### SOURCE TEXT
The pair last night, Andrew Staupe and Alexandria Le, are young enough to be continuing their advanced studies, but proficient enough that they are performing around the world. Mr. Staupe and Ms. Le shared this, their first New York concert, and gave sometimes startling indications of their talent.
The first half belonged was Andrew Staupe, whose technical skills were not only impressive but compelled audience members to breathe, at his finish, an audible “Wow!”
He began with yet another Hibernian work by Felix Mendelssohn, a “Scottish Fantasy” Yes, it was composed in Berlin, but the composer had enjoyed his perambulations around jaunts to Scotland, and the opening movements were faintly Scots in character. In the final movement, labeled “Presto”, Mr. Staupe gave the first of many examples of his overpowering technical prowess, This made the usual “presto” dynamics look positively Molto adagio in comparison with his dashing, error-free travels around the keyboard.
Nor did he stop there. Dark Blue Etude by Christopher Walczak was an omnibus showpiece of nuances of jazz (one Gershwin etude was almost quoted in full at the climax) and with a few atonal measures thrown in. But the following Delusion by Karl Blench was obviously composed for Mr. Staupe’s unique talents. It was to be played, said the composer, “as fast as comfortably possible.”
That’s like telling a serial killer to murder “as many as comfortably possible”, for Mr. Staupe treated the keyboard to a non-stop show. He did slow down for a very sensitive Debussy prelude, but that was only a second wind for the Villa-Lobos long but never ever ever lax Rudêpoema.
######
ACTIVITIES:
1. In the concert review, what playing instruction did the composer give for Delusion by Karl Blench?
2. Carry on the review of the Staupe and Le concert from its last sentence.
You won't need the items for anything.
### RECORDED INFORMATION
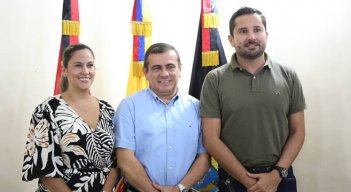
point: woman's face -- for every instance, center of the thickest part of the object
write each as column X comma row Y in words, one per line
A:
column 80, row 71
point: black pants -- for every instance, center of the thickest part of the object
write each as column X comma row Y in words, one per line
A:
column 226, row 183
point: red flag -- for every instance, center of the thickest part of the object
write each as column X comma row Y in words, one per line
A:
column 209, row 52
column 142, row 37
column 70, row 34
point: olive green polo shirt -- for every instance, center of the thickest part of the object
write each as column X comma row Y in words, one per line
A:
column 253, row 109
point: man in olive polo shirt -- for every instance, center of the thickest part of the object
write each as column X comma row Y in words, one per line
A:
column 253, row 112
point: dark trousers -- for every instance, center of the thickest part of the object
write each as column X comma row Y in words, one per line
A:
column 226, row 183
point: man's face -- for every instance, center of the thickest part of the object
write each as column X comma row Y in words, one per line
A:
column 249, row 36
column 163, row 73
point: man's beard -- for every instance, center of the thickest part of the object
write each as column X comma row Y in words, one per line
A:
column 241, row 52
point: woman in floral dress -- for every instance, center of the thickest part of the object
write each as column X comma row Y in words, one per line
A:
column 70, row 139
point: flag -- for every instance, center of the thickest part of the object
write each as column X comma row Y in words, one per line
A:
column 209, row 52
column 70, row 34
column 141, row 28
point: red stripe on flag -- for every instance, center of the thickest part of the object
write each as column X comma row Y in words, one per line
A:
column 135, row 48
column 207, row 6
column 74, row 10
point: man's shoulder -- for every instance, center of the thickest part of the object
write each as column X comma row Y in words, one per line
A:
column 220, row 71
######
PER-TASK OUTPUTS:
1. It was to be played "as fast as comfortably possible."

2.
No translation for Heitor Villa-Lobos’ longest piano piece is possible, but it implies savagery. And Mr. Straube whipped through its challenges–literally!! An insanity of whiplashes, crazy chords, and rhythmic impulses that nobody except a demon could dream up.
Photos of Villa-Lobos, an engaging cigar-smoking boulevardier, gives no indication of the madness within him. And the reality of Mr. Staupe, dressed formally, pleasant, engaging, gave no indication of that “Wow” quality. Whether that translates into more cerebral works only the future can tell.
A. Le (© www.Alexandriale.com)
Alexandria Le, never took up Mr. Staupe’s technical Olympiad, though she was equally adept. Her excellence was in musical painting.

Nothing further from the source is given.